## [Exercise objective]
Locate every line in the listing below that contains the word "summit", and copy each of those lines.

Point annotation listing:
════════

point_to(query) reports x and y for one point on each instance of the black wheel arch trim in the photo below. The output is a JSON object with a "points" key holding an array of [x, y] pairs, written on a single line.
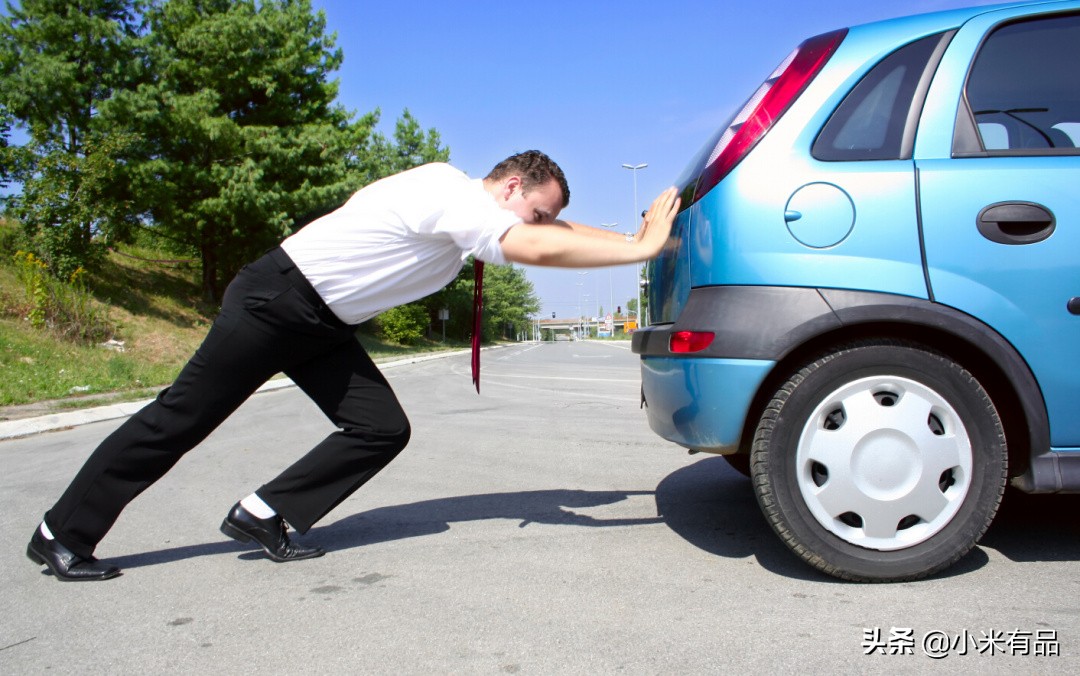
{"points": [[799, 315]]}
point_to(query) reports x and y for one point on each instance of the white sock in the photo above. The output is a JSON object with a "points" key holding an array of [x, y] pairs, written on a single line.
{"points": [[258, 509]]}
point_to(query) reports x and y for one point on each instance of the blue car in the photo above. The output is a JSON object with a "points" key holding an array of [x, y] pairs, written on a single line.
{"points": [[871, 300]]}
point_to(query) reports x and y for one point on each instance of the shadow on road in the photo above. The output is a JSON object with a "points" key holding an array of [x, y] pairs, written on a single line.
{"points": [[434, 516], [713, 508], [424, 518], [707, 503]]}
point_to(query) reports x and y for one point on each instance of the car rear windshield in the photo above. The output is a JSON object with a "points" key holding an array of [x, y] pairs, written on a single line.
{"points": [[877, 119], [1022, 92]]}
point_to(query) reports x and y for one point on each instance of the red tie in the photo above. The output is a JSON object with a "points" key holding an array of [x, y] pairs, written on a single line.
{"points": [[477, 314]]}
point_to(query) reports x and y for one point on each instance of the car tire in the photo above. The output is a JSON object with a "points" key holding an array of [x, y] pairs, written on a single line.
{"points": [[879, 461]]}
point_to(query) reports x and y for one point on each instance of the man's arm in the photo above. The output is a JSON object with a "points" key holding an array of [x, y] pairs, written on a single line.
{"points": [[574, 245]]}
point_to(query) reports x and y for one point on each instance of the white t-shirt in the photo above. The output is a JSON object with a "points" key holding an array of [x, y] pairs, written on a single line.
{"points": [[399, 239]]}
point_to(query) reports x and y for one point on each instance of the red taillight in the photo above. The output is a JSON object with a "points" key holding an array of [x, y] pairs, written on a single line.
{"points": [[767, 105], [690, 340]]}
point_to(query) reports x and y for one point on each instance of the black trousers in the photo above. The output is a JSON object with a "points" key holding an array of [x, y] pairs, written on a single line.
{"points": [[271, 321]]}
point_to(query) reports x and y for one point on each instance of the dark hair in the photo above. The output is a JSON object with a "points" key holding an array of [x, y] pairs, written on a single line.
{"points": [[535, 167]]}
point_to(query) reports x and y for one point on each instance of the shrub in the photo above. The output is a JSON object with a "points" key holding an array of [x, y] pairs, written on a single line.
{"points": [[63, 307], [405, 324]]}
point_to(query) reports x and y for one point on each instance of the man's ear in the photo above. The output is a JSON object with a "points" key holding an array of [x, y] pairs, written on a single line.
{"points": [[514, 183]]}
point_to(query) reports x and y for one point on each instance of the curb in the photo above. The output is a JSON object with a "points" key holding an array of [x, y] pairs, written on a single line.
{"points": [[29, 427]]}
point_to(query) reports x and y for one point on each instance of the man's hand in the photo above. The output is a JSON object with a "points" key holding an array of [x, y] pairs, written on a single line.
{"points": [[657, 224]]}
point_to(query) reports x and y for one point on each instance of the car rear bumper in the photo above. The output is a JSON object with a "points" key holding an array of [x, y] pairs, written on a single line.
{"points": [[700, 403]]}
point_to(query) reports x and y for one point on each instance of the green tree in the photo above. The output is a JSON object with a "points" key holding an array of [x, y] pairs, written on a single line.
{"points": [[7, 152], [410, 147], [58, 61], [509, 301], [240, 139]]}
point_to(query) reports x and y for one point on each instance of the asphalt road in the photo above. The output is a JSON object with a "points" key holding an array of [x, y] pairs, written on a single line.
{"points": [[539, 528]]}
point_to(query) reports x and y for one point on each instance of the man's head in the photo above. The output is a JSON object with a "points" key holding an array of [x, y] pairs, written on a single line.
{"points": [[530, 185]]}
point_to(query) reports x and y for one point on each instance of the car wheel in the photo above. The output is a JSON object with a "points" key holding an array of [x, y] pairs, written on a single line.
{"points": [[879, 461]]}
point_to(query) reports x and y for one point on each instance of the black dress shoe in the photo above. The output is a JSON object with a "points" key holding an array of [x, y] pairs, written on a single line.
{"points": [[65, 564], [268, 532]]}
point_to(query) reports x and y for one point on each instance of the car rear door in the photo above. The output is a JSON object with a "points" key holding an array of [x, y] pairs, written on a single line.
{"points": [[998, 173]]}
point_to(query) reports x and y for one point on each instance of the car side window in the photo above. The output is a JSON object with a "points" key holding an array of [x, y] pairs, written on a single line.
{"points": [[875, 120], [1022, 95]]}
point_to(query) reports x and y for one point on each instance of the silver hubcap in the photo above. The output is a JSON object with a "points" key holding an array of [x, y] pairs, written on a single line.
{"points": [[883, 462]]}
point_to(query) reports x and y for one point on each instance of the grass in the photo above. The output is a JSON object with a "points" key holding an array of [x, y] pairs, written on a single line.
{"points": [[161, 320]]}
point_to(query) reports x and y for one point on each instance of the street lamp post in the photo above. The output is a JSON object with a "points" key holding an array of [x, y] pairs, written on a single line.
{"points": [[610, 287], [580, 283], [637, 216]]}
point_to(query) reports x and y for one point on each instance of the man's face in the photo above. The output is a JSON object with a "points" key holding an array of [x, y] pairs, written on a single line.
{"points": [[539, 205]]}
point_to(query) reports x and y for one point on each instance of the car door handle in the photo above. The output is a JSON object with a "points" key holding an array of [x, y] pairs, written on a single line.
{"points": [[1015, 222]]}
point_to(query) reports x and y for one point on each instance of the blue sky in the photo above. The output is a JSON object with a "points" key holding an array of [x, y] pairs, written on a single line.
{"points": [[593, 83]]}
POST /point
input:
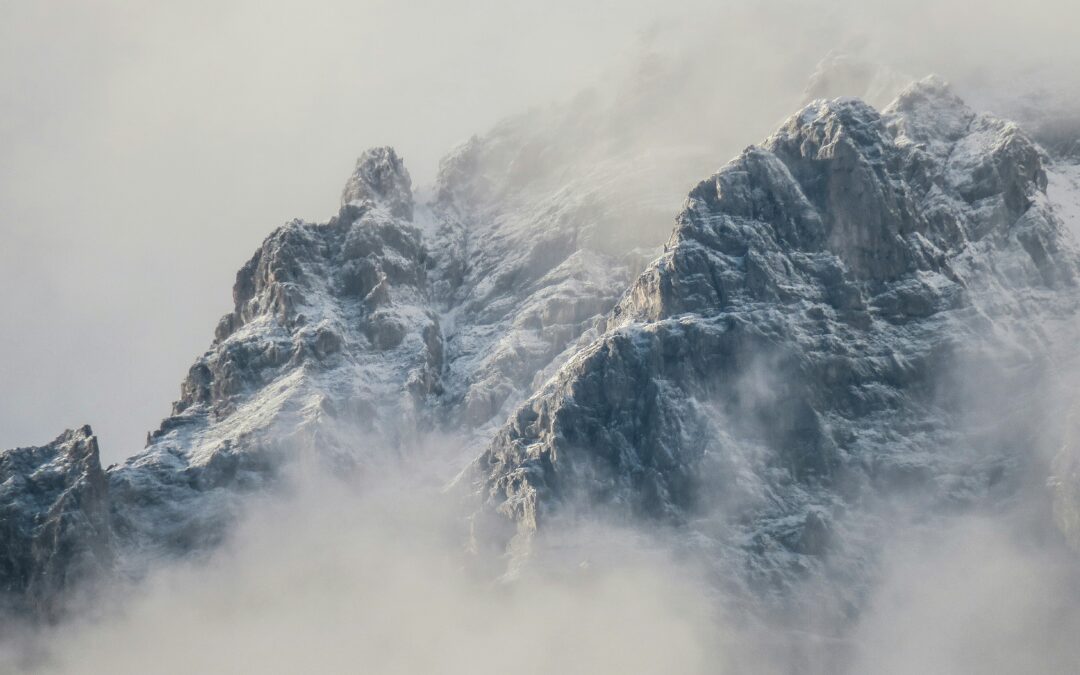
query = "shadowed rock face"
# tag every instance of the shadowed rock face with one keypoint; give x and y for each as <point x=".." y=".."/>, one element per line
<point x="54" y="522"/>
<point x="799" y="350"/>
<point x="832" y="309"/>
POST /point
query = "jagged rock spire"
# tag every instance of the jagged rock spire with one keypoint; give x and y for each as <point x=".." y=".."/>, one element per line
<point x="381" y="177"/>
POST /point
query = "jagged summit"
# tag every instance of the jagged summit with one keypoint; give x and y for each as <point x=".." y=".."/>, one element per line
<point x="381" y="177"/>
<point x="772" y="372"/>
<point x="802" y="347"/>
<point x="54" y="522"/>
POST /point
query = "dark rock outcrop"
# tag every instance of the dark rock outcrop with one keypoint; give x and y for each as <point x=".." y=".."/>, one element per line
<point x="54" y="523"/>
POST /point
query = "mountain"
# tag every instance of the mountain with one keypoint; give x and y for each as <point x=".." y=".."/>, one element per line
<point x="831" y="311"/>
<point x="809" y="350"/>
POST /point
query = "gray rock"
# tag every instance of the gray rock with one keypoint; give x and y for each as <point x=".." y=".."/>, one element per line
<point x="54" y="523"/>
<point x="806" y="350"/>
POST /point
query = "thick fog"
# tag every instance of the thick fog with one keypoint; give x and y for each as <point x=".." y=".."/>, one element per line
<point x="147" y="148"/>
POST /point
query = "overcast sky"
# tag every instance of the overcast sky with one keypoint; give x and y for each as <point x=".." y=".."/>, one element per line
<point x="146" y="148"/>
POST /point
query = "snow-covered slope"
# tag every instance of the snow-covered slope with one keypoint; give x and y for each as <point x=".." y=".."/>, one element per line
<point x="775" y="370"/>
<point x="829" y="311"/>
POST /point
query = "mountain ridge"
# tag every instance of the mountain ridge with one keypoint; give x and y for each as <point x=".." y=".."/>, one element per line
<point x="846" y="250"/>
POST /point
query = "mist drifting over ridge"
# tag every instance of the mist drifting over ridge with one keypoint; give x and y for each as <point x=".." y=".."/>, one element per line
<point x="390" y="570"/>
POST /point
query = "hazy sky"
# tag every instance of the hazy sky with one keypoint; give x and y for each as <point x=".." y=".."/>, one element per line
<point x="146" y="148"/>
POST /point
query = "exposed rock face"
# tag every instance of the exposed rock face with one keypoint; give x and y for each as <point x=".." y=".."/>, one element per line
<point x="828" y="310"/>
<point x="800" y="349"/>
<point x="331" y="350"/>
<point x="54" y="522"/>
<point x="380" y="177"/>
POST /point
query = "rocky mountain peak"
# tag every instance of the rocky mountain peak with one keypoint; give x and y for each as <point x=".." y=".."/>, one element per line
<point x="54" y="521"/>
<point x="381" y="177"/>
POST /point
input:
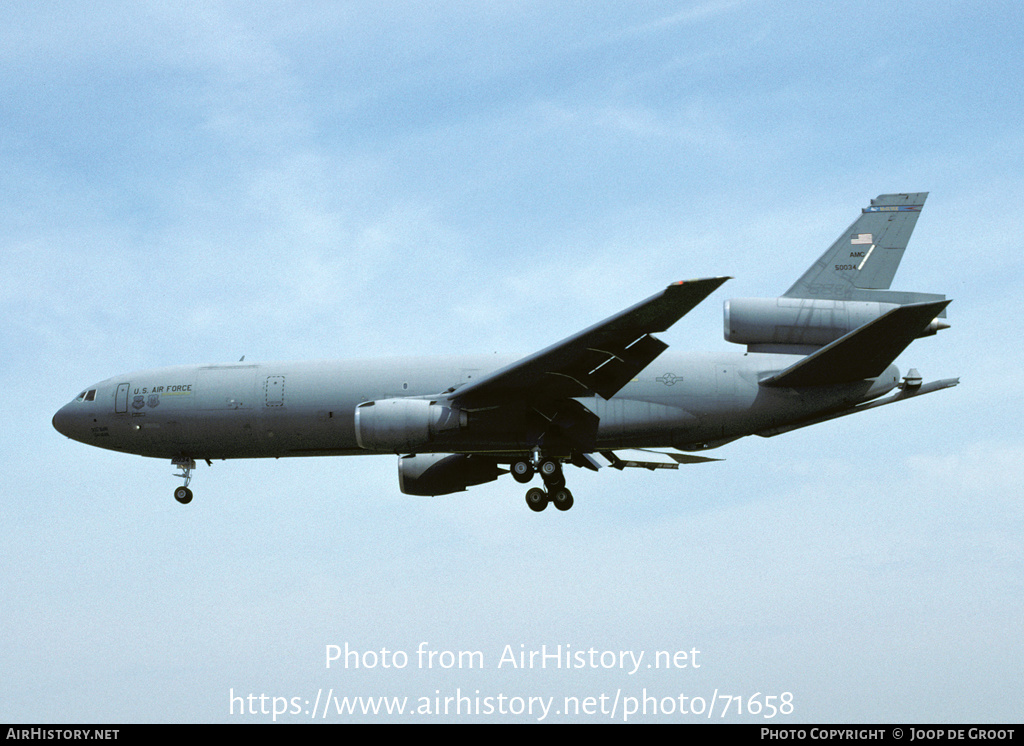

════════

## [Reply to the task]
query = "jagged summit"
# tag every instance of the jagged summit with one keypoint; give x and y for each as <point x=".." y=".."/>, one element per line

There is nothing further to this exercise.